## [Deskripsi Tugas]
Lanjutkan cerita tentang dua batu bata miring, mulai setelah kalimat terakhir yang ada.

## [Teks Halaman]

Jumat, 27 Mei 2016

FOKUS PADA 2 BATU BATA MIRING

Dalam buku ‘si cacing dan kotoran kesayangannya’, Ajahn Brahm membuka dengan artikel berjudul “dua bata jelek”. Makna dari cerita tersebut sangat dalam, menyentak hati siapa saja yang membacanya, menyadarkan betapa kita sering terlarut dalam kesedihan tidak berasalan.

Setelah membeli sebidang tanah untuk wihara, di tahun 1983, mereka jatuh bangrut, banyak hutang, tidak ada tempat tinggal, tidak ada bangunan di atas tanah tersebut, dan berminggu-minggu kemudian mereka hanya tidur di atas papan bekas pintu. Yang mereka prioritaskan adalah secepatnya membuat bangunan di atas sebidang tanah tersebut.

Karena tidak punya biaya, untuk membeli bahan-bahan saja sudah cukup mahal, akhirnya tidak ada pilihan lain kecuali para biksu mendadak menjadi tukang batu, belajar secepatnya bagaimana membuat pondasi, mengaduk semen, menata batu bata, memasang pipa, meletakkan atap, pokoknya semuanya. Singkat cerita kegiatan pembangunan dimulai. Ada yang bertugas jadi tukang kayu, ada bertugas mengaduk semen, ada yang bertugas menjadi tukang menyusun batu bata menjadi dinding bangunan.

Ternyata semua kegiatan jauh lebih sulit dibandingkan dari yang dipelajari, menyusun batu bata kelihatannya sangat mudah, taruh adukan semen secukupnya kemudian letakkan batu bata. Pukul-pukul dengan sekop agar rata dengan garis benang yang sudah dipasang, begitu teorinya mudah sekali. Saat dipukul bagian kiri, bagian kanan menyembul ke atas, begitu sebaliknya. Namun karena tidak ada pilihan lain, dan para biksu punya banyak waktu, dengan tekun mereka bekerja sebagai tukang dadakan. Lama kelamaan mulai sedikit mahir menyusun batu bata. Tidak terasa beberapa hari kemudian sudah berdiri tembok yang menjulang tinggi dari susunan batu bata. Dengan bangga sang biksu memandangi hasil kerjanya, luar biasa, ternyata sayapun bisa menjadi tukang batu, bagus sekali.

Sampai pada akhirnya sang biksu menemukan ada dua batu bata di bagian bawah yang tidak rata, miring, sangat kelihatan tidak rapi, waah jelek sekali hasil kerja saya ini. Diapun menghadap biksu kepala untuk membongkar tembok dan mengulanginya dari awal karena di bagian bawah ada 2 batu bata miring sehingga tembok ini jadi sangat jelek, menurutnya dia punya banyak waktu, nggak masalah kalau harus mengulang dari awal pekerjaannya. Biksu kepala bilang “tidak usah, biarkan saja temboknya seperti itu”.

Dua batu bata yang menghantui kehidupan
Saat wihara sudah setengah jadi, mulai banyak pengunjung yang datang. Ketika membawa tamu melewati tembok “dengan batu bata miring” sang biksu selalu berusaha menghindarkan para tamu agar tidak menemukan dan melihat dua batu bata miring, tentu para tamu akan bertanya ‘siapa orang bodoh yang membuat tembok ini?’ begitu pikirnya.

## [Data yang Ditampilkan]
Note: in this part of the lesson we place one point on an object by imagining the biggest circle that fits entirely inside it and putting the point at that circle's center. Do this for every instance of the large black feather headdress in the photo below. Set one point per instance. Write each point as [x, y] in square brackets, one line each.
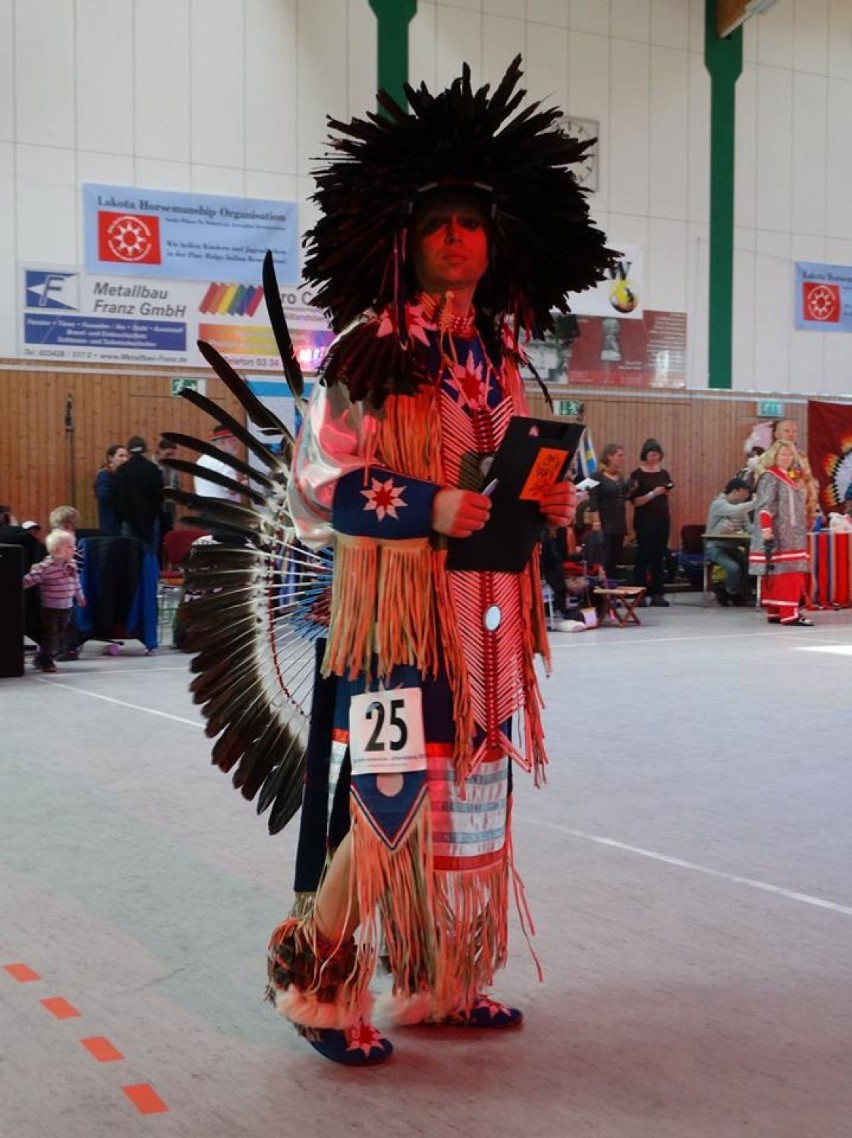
==
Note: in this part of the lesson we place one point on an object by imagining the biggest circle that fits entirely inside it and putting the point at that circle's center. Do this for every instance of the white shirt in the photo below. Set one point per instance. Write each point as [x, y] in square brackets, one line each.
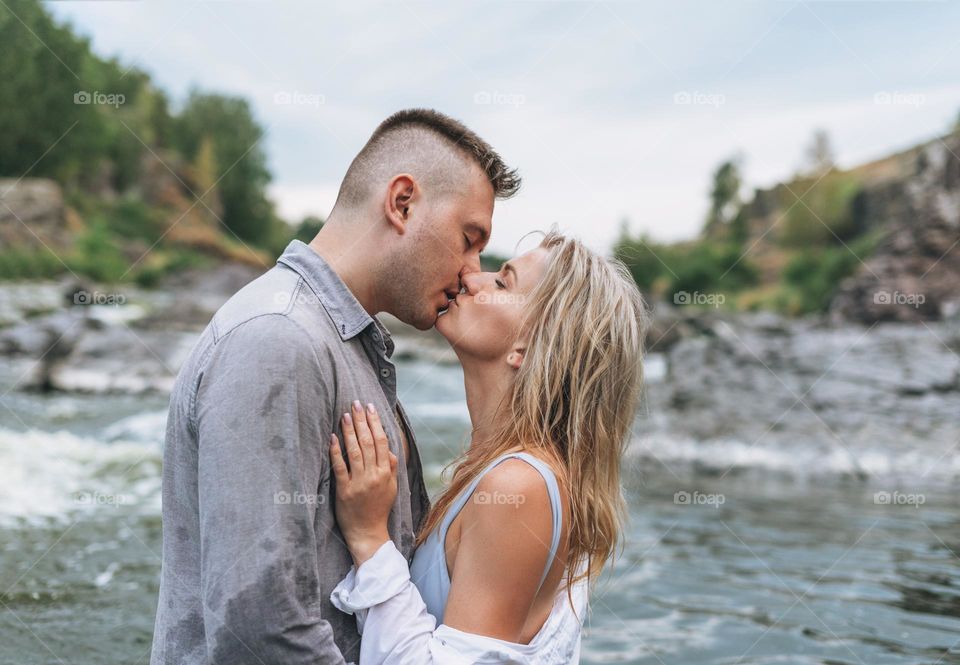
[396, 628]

## [Jawaban Tugas]
Demikian seterusnya, setiap ada tamu, dia berusaha menghindarkan dari “aib” dua batu bata miring tersebut. Hidupnya berjalan dengan dihantui rasa bersalah dan kebodohan yang telah dia buat menyusun dua batu bata miring. Menyedihkan.

Sampai akhirnya 4 bulan kemudia ada tamu yang berkomentar “tembok ini indah sekali” begitu komentar sang tamu. “Apa? Apakah kacamata Anda ketinggalan di mobil? Apakah penglihatan anda sedang terganggu? Ada tidak melihat ada dua batu bata miring yang telah merusak keseluruhan tembok ini?

Sang tamu menjawab “iya saya melihat, tapi saya juga melihat 998 bata rapi yang membuat tembok ini begitu indah” Sang biksu tertegun. Setelah 4 bulan akhirnya dia dia bisa melihat 998 batu bata lainnya selain dua batu bata miring itu.

Lebih banyak batu bata yang bagus
“Saya tidak bisa melihat fakta bahwa batu bata yang bagus jauh lebih banyak dibanding dua batu bata miring, itulah saya selalu berusaha agar orang lain jangan sampai melihatnya. Sekarang setelah 20 tahun berlalu, tembok itu tetap bediri tegap dan indah, bahkan saya lupa dimana persisnya letak dua batu bata miring itu”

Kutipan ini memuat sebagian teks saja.